Output each entry in full so that the result matches the data exactly.
++++++++
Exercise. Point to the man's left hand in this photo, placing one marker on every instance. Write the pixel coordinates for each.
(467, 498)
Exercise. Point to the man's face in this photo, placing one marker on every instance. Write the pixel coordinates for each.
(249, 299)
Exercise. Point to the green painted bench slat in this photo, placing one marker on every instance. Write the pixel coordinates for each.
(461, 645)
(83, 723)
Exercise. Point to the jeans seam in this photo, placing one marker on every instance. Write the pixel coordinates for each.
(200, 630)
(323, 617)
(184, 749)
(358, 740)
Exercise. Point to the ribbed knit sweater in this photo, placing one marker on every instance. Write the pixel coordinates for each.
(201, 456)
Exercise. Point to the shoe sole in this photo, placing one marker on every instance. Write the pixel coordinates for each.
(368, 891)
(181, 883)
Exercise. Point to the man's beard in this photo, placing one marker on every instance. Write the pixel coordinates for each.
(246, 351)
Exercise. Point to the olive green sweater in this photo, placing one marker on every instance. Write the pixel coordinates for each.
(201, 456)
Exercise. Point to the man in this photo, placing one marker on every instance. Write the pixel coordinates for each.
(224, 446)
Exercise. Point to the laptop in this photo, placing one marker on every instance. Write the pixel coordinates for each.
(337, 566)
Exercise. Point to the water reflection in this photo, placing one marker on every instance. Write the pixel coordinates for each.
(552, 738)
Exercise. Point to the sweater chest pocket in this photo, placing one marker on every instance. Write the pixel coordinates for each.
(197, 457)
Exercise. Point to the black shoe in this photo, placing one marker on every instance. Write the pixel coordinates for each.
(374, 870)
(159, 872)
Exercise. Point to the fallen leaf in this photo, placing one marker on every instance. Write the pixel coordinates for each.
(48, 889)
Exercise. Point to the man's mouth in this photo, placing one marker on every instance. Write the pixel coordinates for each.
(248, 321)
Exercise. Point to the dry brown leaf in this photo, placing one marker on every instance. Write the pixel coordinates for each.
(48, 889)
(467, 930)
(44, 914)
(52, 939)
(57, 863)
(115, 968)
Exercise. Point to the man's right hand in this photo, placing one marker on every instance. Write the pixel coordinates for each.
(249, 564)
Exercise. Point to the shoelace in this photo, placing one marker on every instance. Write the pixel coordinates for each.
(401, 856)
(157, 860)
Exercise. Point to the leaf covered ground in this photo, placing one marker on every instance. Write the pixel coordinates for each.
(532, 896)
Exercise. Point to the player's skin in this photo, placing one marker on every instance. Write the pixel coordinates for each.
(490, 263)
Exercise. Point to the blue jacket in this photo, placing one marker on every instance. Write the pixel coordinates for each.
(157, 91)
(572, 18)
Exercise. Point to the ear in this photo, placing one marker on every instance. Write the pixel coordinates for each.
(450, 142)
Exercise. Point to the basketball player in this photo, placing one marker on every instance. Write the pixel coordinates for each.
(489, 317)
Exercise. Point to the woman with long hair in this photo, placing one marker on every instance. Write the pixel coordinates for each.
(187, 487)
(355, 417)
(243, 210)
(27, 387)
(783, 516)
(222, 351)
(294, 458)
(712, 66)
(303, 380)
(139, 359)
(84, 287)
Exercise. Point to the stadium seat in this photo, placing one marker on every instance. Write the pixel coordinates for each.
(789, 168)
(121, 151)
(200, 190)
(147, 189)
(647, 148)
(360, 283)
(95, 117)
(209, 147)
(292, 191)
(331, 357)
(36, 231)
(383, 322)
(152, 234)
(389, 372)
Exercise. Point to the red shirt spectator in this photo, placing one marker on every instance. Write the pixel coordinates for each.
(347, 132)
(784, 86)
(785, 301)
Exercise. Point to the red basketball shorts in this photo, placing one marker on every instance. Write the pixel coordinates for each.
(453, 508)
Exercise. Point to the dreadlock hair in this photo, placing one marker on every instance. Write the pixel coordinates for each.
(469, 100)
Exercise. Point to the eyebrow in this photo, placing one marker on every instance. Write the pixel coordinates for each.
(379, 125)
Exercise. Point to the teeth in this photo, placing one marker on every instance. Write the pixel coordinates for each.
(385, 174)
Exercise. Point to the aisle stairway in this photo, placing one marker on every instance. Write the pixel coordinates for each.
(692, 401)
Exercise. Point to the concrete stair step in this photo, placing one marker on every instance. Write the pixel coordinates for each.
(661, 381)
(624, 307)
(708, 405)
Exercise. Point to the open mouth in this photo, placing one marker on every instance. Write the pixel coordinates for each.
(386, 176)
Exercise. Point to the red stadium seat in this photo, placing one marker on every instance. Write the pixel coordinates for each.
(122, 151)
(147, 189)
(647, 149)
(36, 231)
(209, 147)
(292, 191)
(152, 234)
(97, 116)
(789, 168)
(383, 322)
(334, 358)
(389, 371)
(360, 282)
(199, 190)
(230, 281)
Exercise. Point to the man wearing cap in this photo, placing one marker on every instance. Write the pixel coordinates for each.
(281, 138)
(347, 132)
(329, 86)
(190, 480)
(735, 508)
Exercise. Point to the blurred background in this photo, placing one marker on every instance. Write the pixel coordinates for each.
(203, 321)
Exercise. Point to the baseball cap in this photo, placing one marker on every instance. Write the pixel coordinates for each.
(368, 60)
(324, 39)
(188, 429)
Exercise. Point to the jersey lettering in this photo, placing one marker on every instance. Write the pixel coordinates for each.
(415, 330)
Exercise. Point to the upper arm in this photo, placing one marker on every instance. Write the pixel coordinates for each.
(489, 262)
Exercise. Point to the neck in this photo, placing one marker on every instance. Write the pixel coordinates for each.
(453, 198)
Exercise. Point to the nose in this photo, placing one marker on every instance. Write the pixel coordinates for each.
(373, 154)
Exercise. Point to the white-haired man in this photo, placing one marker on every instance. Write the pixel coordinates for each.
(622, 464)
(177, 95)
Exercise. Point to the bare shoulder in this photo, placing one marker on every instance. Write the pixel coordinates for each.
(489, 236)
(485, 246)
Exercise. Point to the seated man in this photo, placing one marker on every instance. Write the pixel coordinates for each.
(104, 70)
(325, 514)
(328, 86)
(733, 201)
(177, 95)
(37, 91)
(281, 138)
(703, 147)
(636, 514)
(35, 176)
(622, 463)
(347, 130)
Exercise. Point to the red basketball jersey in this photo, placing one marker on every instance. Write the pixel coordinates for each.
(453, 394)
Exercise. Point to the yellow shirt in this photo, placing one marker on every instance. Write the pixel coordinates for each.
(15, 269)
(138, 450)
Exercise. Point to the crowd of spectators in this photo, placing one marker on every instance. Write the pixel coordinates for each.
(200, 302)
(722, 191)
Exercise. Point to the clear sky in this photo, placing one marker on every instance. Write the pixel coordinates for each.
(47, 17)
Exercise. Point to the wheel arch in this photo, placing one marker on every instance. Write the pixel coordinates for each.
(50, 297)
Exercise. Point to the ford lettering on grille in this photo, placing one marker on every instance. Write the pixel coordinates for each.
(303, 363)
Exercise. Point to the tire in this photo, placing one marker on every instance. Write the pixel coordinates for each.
++++++++
*ANSWER TO THE PROBLEM:*
Exercise. Point to the man's left hand in this photo, placing one marker on every instance. Write the pixel coordinates for each.
(467, 498)
Exercise. Point to the man's face in this photo, placing one marker on every instance. Write the pixel coordinates for each.
(249, 299)
Exercise. Point to the green painted bench slat in this photo, placing one marker on every instance. Write the pixel coordinates for each.
(461, 645)
(83, 723)
Exercise. Point to the jeans seam in this photo, placing one marker on every instance. Write the pixel coordinates for each.
(200, 630)
(323, 617)
(184, 749)
(358, 740)
Exercise. Point to the ribbed knit sweater in this photo, placing one marker on every instance. Write the pixel coordinates for each.
(201, 456)
Exercise. Point to the shoe sole in this photo, placing one marker on every instance. Write the pixel coordinates for each.
(368, 891)
(181, 883)
Exercise. Point to the man's beard in this photo, placing one marker on every instance. Write the pixel coordinates for each.
(246, 351)
Exercise. Point to the olive green sweater in this photo, placing one marker on every instance. Write the pixel coordinates for each.
(201, 456)
Exercise. Point to the man in this photo, placing one marker on every instance. Write the pixel coordinates for each.
(224, 446)
Exercise. Point to the laptop in this photo, placing one marker on every instance. Write the pixel coordinates for each.
(337, 566)
Exercise. Point to the water reflection in this photo, placing one marker on every instance. Write the pixel coordinates for each.
(552, 738)
Exercise. Point to the sweater chest pocket in this photo, placing one marker on every instance. Write the pixel coordinates for each.
(197, 457)
Exercise. Point to the black shoe in this photo, placing one marker on every instance. Write the pixel coordinates for each.
(374, 870)
(159, 872)
Exercise. Point to the fallen leaf in this photo, placing one marker on every instance. Write the pixel coordinates for each.
(48, 889)
Exercise. Point to the man's mouth in this photo, placing one marker on every instance. Write the pixel coordinates for each.
(248, 321)
Exercise. Point to the dry brown leaf in this photo, placing one marker on every instance. Write the pixel coordinates for each.
(48, 889)
(467, 930)
(44, 914)
(52, 939)
(57, 863)
(115, 968)
Exercise. Point to the man's right hand in this photo, placing one marker on every instance. Write the pixel coordinates for each.
(249, 564)
Exercise. Point to the shoelace in this photo, placing one marker on every instance. Write the pixel coordinates for each.
(401, 856)
(157, 860)
Exercise. Point to the leaf covered ground in this photo, placing one marker on every instance. Write the pixel coordinates for each.
(532, 896)
Exercise. Point to the player's skin in this photo, placing one marker on every instance. Write the pixel coordinates for each.
(490, 263)
Exercise. Point to the blue jacket in this photo, placing one marker on every instance. Write the pixel coordinates for each.
(157, 91)
(572, 18)
Exercise. Point to the ear in this photo, placing one marker on every instance. Write the pixel coordinates for each.
(450, 142)
Exercise. Point to the basketball player in this photo, placing one marker on every instance. Write the pixel coordinates for each.
(489, 317)
Exercise. Point to the woman with long hair in this photo, placing one marker on every instance. Write the pixel coordinates for each.
(187, 487)
(355, 417)
(243, 210)
(27, 387)
(783, 516)
(222, 351)
(294, 458)
(712, 66)
(303, 380)
(139, 359)
(84, 287)
Exercise. Point to the stadium seat in this photo, placing one marker on every instance. Write the pixel coordinates for each.
(789, 168)
(121, 151)
(200, 190)
(147, 189)
(647, 148)
(360, 283)
(95, 117)
(209, 147)
(292, 191)
(331, 357)
(36, 231)
(383, 322)
(152, 234)
(389, 372)
Exercise. Point to the red shirt spectator in this photo, placing one marker on every instance. Write the pixel coordinates for each.
(347, 132)
(784, 86)
(785, 301)
Exercise. Point to the red basketball shorts in this photo, placing one marker on every instance. Write the pixel coordinates for each.
(453, 508)
Exercise. Point to the dreadlock hair in this photo, placing one marker on every instance. Write the pixel coordinates for each.
(469, 100)
Exercise. Point to the eyebrow in this photo, placing one marker on every instance. Write the pixel coordinates for each.
(379, 125)
Exercise. Point to the teeth in this photo, placing one marker on every instance. Write the pixel coordinates for each.
(385, 174)
Exercise. Point to the aisle stairway in this photo, placing one marker on every instance. Write the pixel coordinates for each.
(692, 401)
Exercise. Point to the concrete stair step in this photo, placing one marker on every instance. Write the pixel coordinates for each.
(661, 381)
(624, 307)
(708, 405)
Exercise. Point to the open mouth in this photo, placing one marker on every instance. Write the pixel coordinates for each.
(386, 176)
Exercise. Point to the red stadium seat in this photo, placing one marker on every instance. Write the pixel coordinates for each.
(122, 151)
(147, 189)
(647, 149)
(36, 231)
(209, 147)
(292, 191)
(152, 234)
(97, 116)
(789, 168)
(383, 322)
(334, 358)
(389, 371)
(360, 282)
(199, 190)
(230, 281)
Exercise. Point to the man wearing cap in this photo, placing one marker on every instance. Write the pixel coordinates for each.
(281, 138)
(347, 132)
(329, 86)
(190, 480)
(735, 508)
Exercise. Point to the blurred background in this photo, placing one marker on every instance. Write the pixel coordinates for each.
(203, 321)
Exercise. Point to the baseball cap in this photo, placing one marker on every instance. Write the pixel coordinates for each.
(368, 60)
(324, 39)
(188, 429)
Exercise. Point to the jersey lettering in this photo, placing one marker on every instance. Write the pixel coordinates for each.
(415, 330)
Exercise. Point to the upper arm in this photo, placing one marker on every instance. Write the pixel coordinates for each.
(489, 262)
Exercise. Point to the neck in this photo, placing one marker on every instance. Write the pixel coordinates for each.
(453, 198)
Exercise. Point to the nose in this photo, placing one marker on every instance. Write the pixel coordinates for each.
(373, 154)
Exercise. Point to the white-haired man in this photo, placing one marker on every instance. Write the pixel coordinates for each.
(622, 464)
(177, 95)
Exercise. Point to the bare shoulder in this photo, placing one marker on every instance. Write the pixel coordinates for each.
(489, 236)
(485, 246)
Exercise. Point to the seated man in this photo, placing one marker on every instance. Write the pixel coordinates for each.
(104, 70)
(325, 514)
(328, 86)
(733, 201)
(177, 95)
(37, 91)
(281, 138)
(703, 147)
(636, 514)
(35, 176)
(622, 463)
(347, 130)
Exercise. Point to the red basketball jersey in this photo, placing one marker on every instance. Write the pixel coordinates for each.
(453, 394)
Exercise. Point to the yellow shirt in this photo, placing one marker on every instance. Write the pixel coordinates for each.
(15, 269)
(138, 450)
Exercise. Point to the crowd of spectators in this photo, placing one marker on every instance. Write the pixel coordinates for each.
(200, 302)
(722, 191)
Exercise. Point to the clear sky in this photo, placing one marker on every instance. Write the pixel coordinates for each.
(47, 17)
Exercise. Point to the wheel arch in this photo, placing one marker on every instance. Write the pixel coordinates for each.
(50, 297)
Exercise. Point to the ford lettering on grille in this photo, placing one marker on every instance. Write the pixel coordinates for each.
(303, 363)
Exercise. Point to the tire in this photo, placing one marker on every instance. Write the pixel coordinates for each.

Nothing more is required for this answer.